> **所给文本**
---
如果你有Penn Treebank樹狀結構的資料,可以使用ntlk.corpus.BracketParseCorpusReader

>>> from nltk.corpus import BracketParseCorpusReader
>>> corpus_root = r"C:\corpora\penntreebank\parsed\mrg\wsj" 
>>> file_pattern = r".*/wsj_.*\.mrg" 
>>> ptb = BracketParseCorpusReader(corpus_root, file_pattern)
>>> ptb.fileids()
['00/wsj_0001.mrg', '00/wsj_0002.mrg', '00/wsj_0003.mrg', '00/wsj_0004.mrg', ...]
>>> len(ptb.sents())
---
[收集的数据]
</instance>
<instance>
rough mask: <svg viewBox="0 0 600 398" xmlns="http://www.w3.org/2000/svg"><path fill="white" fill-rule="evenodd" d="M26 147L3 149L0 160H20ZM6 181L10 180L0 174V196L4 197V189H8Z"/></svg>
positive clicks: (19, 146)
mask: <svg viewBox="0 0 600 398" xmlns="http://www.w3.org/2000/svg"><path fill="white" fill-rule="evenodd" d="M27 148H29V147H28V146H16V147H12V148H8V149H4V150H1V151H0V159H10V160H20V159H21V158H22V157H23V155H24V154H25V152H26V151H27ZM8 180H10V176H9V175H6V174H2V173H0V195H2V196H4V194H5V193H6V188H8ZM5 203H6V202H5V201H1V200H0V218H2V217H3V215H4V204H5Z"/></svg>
---
> **练习题目**
1/ 请照抄关于读取 Penn Treebank 资料的那段文字,从“如果你有Penn Treeb”起,直到“ptb = BracketParseCorpusReader(corpus_root, file_pattern)”为止,两端的词语都要包括在内。
2/ 接着关于读取 Penn Treebank 资料的那段文字的末尾,往下续写。

> **各题答案**
1/
如果你有Penn Treebank樹狀結構的資料,可以使用ntlk.corpus.BracketParseCorpusReader

>>> from nltk.corpus import BracketParseCorpusReader
>>> corpus_root = r"C:\corpora\penntreebank\parsed\mrg\wsj" 
>>> file_pattern = r".*/wsj_.*\.mrg" 
>>> ptb = BracketParseCorpusReader(corpus_root, file_pattern)

2/
49208
>>> ptb.sents(fileids='20/wsj_2013.mrg')[19]
['The', '55-year-old', 'Mr.', 'Noriega', 'is', "n't", 'as', 'smooth', 'as', 'the',
'shah', 'of', 'Iran', ',', 'as', 'well-born', 'as', 'Nicaragua', "'s", 'Anastasio',
'Somoza', ',', 'as', 'imperial', 'as', 'Ferdinand', 'Marcos', 'of', 'the', 'Philippines',
'or', 'as', 'bloody', 'as', 'Haiti', "'s", 'Baby', Doc', 'Duvalier', '.']

2.2 條件式頻率分布

在統計條件分布時,我們需要將文字轉換成(condition, event)的格式,例如Brown中,有15個condition(每個分類一個),及1161192個event(每個單字一個)。

FreqDist()是單純的頻率分布,以list為參數。ConditionalFreqDist()則是條件式頻率分布,以list of pairs為參數。


In [11]:
import nltk
from nltk.corpus import gutenberg as gut
emma = gut.words(gut.fileids()[0])
freq_uni = nltk.FreqDist(emma)
freq_bi = nltk.FreqDist(nltk.bigrams(emma))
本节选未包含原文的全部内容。